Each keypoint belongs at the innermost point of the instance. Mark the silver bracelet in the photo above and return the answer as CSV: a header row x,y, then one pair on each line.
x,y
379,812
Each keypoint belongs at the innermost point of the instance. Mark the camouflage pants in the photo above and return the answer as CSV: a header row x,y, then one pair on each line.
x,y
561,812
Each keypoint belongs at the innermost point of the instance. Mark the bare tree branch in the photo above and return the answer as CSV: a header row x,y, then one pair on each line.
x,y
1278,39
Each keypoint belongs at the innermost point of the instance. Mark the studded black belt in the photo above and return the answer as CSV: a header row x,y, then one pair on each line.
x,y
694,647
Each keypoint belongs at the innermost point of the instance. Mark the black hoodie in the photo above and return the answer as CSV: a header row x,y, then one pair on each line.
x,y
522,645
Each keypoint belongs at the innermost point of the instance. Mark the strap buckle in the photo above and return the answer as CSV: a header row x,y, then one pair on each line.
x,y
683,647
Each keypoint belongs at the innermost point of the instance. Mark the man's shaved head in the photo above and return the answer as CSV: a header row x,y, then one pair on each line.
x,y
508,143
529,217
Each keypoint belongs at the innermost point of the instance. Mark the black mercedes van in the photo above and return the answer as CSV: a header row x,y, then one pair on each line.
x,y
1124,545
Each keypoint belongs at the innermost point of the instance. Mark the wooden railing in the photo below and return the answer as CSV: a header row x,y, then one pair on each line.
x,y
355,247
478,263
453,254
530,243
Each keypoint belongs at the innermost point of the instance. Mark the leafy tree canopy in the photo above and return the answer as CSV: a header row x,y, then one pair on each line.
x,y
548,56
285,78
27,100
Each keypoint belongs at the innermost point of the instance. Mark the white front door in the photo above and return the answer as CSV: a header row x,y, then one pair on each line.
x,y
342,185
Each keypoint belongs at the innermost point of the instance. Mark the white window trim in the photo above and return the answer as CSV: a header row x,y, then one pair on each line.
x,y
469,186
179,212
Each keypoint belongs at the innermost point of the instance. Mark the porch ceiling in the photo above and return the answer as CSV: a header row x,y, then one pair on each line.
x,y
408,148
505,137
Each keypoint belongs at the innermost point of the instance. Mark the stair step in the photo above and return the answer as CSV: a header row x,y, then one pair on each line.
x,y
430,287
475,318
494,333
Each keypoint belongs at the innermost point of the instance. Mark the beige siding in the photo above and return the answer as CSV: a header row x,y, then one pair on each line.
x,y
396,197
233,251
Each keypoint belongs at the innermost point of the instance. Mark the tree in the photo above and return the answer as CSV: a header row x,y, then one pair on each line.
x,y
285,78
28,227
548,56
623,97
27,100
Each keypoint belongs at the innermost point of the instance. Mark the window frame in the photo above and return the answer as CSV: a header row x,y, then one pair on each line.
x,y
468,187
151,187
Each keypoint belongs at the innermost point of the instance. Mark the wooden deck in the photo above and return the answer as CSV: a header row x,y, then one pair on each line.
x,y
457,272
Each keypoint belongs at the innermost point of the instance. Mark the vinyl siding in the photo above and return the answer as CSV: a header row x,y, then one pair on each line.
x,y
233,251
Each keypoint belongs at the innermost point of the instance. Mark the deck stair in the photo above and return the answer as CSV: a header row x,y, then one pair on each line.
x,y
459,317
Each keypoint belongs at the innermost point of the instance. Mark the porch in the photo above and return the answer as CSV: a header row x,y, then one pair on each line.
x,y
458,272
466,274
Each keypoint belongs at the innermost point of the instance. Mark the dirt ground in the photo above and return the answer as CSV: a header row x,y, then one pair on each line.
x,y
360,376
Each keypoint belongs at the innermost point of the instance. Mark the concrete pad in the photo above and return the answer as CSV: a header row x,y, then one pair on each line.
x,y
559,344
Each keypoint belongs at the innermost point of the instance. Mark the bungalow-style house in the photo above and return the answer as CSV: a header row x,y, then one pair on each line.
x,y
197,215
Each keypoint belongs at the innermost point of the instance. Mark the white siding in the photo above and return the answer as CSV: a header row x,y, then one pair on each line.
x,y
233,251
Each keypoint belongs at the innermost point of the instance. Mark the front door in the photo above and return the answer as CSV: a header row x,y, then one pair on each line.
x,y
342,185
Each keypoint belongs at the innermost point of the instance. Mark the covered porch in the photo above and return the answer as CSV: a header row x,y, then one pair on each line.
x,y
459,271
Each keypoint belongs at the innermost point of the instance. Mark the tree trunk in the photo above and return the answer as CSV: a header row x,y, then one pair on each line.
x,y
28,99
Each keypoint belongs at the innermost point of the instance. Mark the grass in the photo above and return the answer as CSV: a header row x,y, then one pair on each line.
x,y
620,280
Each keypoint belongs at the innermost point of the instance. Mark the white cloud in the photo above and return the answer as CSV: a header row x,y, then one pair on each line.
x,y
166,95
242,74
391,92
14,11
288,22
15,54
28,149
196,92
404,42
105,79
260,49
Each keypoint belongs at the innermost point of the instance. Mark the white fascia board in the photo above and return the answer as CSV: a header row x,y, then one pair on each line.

Aim of the task:
Output the whole of the material above, exactly.

Response to this task:
Each keypoint belongs at the innermost point of the instance. Mark the silver bracelet in the photo above and return the answer as CSV: a header row x,y, then one pair on each line.
x,y
379,812
Each keypoint belongs at the innermost point of the instance. Mark the camouflage pants in the photo above and return the answer as CSV: a header row x,y, then one pair on each line.
x,y
561,812
Each keypoint belongs at the innermost point of the instance. Mark the bare tree branch in the photo above and return the answer as CSV: a header row x,y, then one pair on each line.
x,y
1278,39
Each keypoint belongs at the innermost point of the instance. Mark the studded black belt in the photo above and return the answer as CSV: a header row x,y, then one pair on each line.
x,y
694,647
Each keypoint belongs at the innermost point of the instance. Mark the black hoodie in the photo above and return the answer as CSV: a header row x,y, then one pair on each line.
x,y
522,645
Each keypoint belongs at the innermost point of the instance. Mark the strap buckle in the photo above and return the answer as CSV: a header row x,y, then one pair on each line.
x,y
683,647
Each keypoint belongs at the innermost point of the instance. Mark the man's shaved head in the photo above and return the answer as CSV: a header row x,y, then one pair on each line.
x,y
508,143
529,217
Each keypoint belongs at the innermost point of the instance. Mark the black mercedes van in the photo above and return the answer as CSV: a header row x,y, then one pair on each line.
x,y
1124,545
Each keypoint belongs at the innermost point of the instance. Mark the wooden railing in the photo below and return the answer as CSV: a header row x,y, then one pair on each line.
x,y
355,247
478,263
453,254
530,243
Each keypoint belongs at the innermost point of the instance. Mark the leafy tree canopy in the photo above and return the answer as CSV: a header row x,y, then one pair on each line.
x,y
548,56
285,78
27,100
Each keypoint belongs at the innermost point of the instance. Mark the white front door in the photo above and return the answer as CSV: a header row x,y, then one pair on each line.
x,y
342,185
Each keypoint belongs at the innermost point of the instance. Mark the white window trim in the photo above and return the answer as CSV: a header row x,y, then one pair on each line.
x,y
469,186
179,212
Each keypoint belongs at the innermost point of the instance. Mark the porch ceiling in the photo above and return the answer as CSV: a header row x,y, then one pair on each line.
x,y
408,148
505,137
Each keypoint belongs at the innermost point of the instance. Mark the stair step in the photo above and return the answer as CSV: a header row x,y, then one pair on each line.
x,y
430,287
475,318
494,333
Each keypoint belongs at the innermost point of the instance. Mark the beige siding in the photo above and return the answer as CSV: a header row x,y, then one pair on each line.
x,y
396,197
233,251
Each keypoint belongs at the innermost point of the instance. Mark the tree in the photo above and return the answer as CSV: a header row x,y, then one pair on each line.
x,y
285,78
28,227
548,56
623,97
27,100
Each keypoint belongs at the innermost point of the instance. Mark the window frame in the photo above and return the answer as CSV: a header row x,y, then one pair on each line.
x,y
468,187
151,187
Each keypoint belongs at the innermost point of the instance. Mark the wooden deck in the photo above and return the answer as CSV: a header row x,y, then one pair on each line.
x,y
457,272
Each keypoint belongs at the innermost point of the instance. Mark the vinyl siding in the photo above and return the answer as CSV: a header row x,y, then one pair on each line.
x,y
233,251
Each keypoint belongs at the innermost point of the instance. Mark the deck stair in the photo above and return the answer as CSV: a header row x,y, then one pair on each line.
x,y
459,317
Each keypoint belongs at the innermost point of the instance. Mark the porch in the photo above and return the answer as CSV: a header row x,y, then one pair on each line.
x,y
458,272
466,274
Each keypoint belongs at the innermost point of the instance. Mark the dirt ground in the photo above and return the answer as CSV: a header row x,y, then one pair on each line.
x,y
360,376
Each keypoint belongs at the innermost point of the instance. Mark the concrete pad in the photo above and return the answer as CSV: a header row x,y, then one pair on each line.
x,y
559,344
Each keypoint belongs at the innermost point of the instance. Mark the bungalow-style house in the photo above and return the answer as CSV: a header row x,y, then one pair on each line.
x,y
197,215
Each keypoint belongs at the innermost point of the instance. Mark the white siding in the photo above and return the answer as CSV: a header row x,y, then one pair on each line.
x,y
233,251
Each keypoint belongs at the innermost point of the instance. Mark the front door in the photo above and return the answer as CSV: a header row x,y, then one pair on each line.
x,y
342,185
Each keypoint belongs at the innermost point of the instance. Mark the covered porch in the photo above and return the answer as CSV: a header row x,y, then one pair on each line.
x,y
459,271
Each keypoint belongs at the innermost point of the instance. Mark the tree trunk in the photo above and return the answer as CSV: a header row x,y, then one pair on each line.
x,y
28,99
Each keypoint belongs at the innermost point of the instance. Mark the grass in the photo above and return the answer as CSV: a header row x,y, then one pair on each line.
x,y
620,280
Each keypoint belongs at the innermost point of the instance. Mark the white cloud in the photo above and return the answer as CSV: a header row x,y, then one pair on each line.
x,y
166,95
242,74
391,92
14,11
288,22
15,54
28,149
196,92
404,42
105,79
260,49
Each keypoint belongs at the innermost point of the instance. Mark the white fascia board in the photo above and return the answer as CSV: a header row x,y, then one pair on each line.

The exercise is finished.